• PROVIDED MATERIAL
───
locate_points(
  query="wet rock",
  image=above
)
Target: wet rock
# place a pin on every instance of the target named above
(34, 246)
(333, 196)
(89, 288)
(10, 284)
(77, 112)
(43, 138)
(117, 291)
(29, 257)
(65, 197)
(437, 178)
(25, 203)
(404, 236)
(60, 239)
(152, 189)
───
Write every record out again, letter for letter.

locate_points(
  query="wet rock",
  image=above
)
Target: wet rock
# place a pin on every instance of the target named above
(34, 246)
(333, 196)
(89, 288)
(10, 284)
(77, 112)
(43, 138)
(117, 291)
(29, 257)
(65, 197)
(437, 178)
(25, 203)
(404, 236)
(60, 239)
(152, 189)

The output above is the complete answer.